#### Brano fornito ####

Molte volte, in questi primi undici anni senza Giorgio Gaber, mi è capitato di sentirmi “orfano”, di
chiedermi senza risposte come il Signor G. avrebbe commentato o interpretato un
avvenimento, una moda, una tipologia umana del nostro Paese, nel frattempo
sempre più vuoto di lampi e intuizioni… “Un condominio di piattume e piattole”,
come ebbe a commentare un altro “irregolare” prematuramente scomparso, Carmelo
Bene. Le ragioni di questo reale senso di mancanza, credo, siano le stesse che
ancora oggi animano specularmene coloro che Gaber non l’hanno mai digerito sino
in fondo; un senso questo di “disarmonia” tangibile persino nella ebete
atmosfera celebrativa del decennale della scomparsa, nel quale capita di
imbattersi in voci e pareri discordanti. Un bene, si capisce, ma è pur vero che
in questo paese siamo oramai abituati a consensi ben più unanimi!

#### Materiale fornito ####

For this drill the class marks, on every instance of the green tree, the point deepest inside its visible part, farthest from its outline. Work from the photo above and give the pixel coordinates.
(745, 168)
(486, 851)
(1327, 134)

####

*Compiti da svolgere*:
a. Trascrivi dal brano su Giorgio Gaber il passo che comincia con "Molte volte, in" e finisce con "ben più unanimi!".
b. Nel brano su Giorgio Gaber, chi aveva definito il Paese "Un condominio di piattume e piattole"?

*Risposte ai compiti*:
a.
Molte volte, in questi primi undici anni senza Giorgio Gaber, mi è capitato di sentirmi “orfano”, di
chiedermi senza risposte come il Signor G. avrebbe commentato o interpretato un
avvenimento, una moda, una tipologia umana del nostro Paese, nel frattempo
sempre più vuoto di lampi e intuizioni… “Un condominio di piattume e piattole”,
come ebbe a commentare un altro “irregolare” prematuramente scomparso, Carmelo
Bene. Le ragioni di questo reale senso di mancanza, credo, siano le stesse che
ancora oggi animano specularmene coloro che Gaber non l’hanno mai digerito sino
in fondo; un senso questo di “disarmonia” tangibile persino nella ebete
atmosfera celebrativa del decennale della scomparsa, nel quale capita di
imbattersi in voci e pareri discordanti. Un bene, si capisce, ma è pur vero che
in questo paese siamo oramai abituati a consensi ben più unanimi!

b. Carmelo Bene.